Take the entries that follow and return exactly the lines from the one holding "Task: Locate the woman's" through the one holding "Task: Locate the dark", both included. Nothing else is needed.

___ Recorded data

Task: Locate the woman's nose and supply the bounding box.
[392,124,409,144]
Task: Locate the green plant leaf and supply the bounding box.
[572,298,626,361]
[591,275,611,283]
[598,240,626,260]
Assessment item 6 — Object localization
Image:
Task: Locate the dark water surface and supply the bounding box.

______
___ Recorded data

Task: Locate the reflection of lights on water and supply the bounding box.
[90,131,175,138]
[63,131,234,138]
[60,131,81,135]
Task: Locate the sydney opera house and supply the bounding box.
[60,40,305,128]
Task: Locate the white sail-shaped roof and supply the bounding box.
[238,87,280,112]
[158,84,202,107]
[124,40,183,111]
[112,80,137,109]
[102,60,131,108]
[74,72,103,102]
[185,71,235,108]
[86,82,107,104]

______

> _Response area_:
Task: Locate the woman's nose and supply the bounding box.
[392,124,409,144]
Task: Locate the green plant leaf and supply the bounding box.
[572,298,626,361]
[591,275,611,283]
[598,240,626,260]
Assessment item 6 — Object localization
Image:
Task: Locate the dark water surface and supply the bounding box.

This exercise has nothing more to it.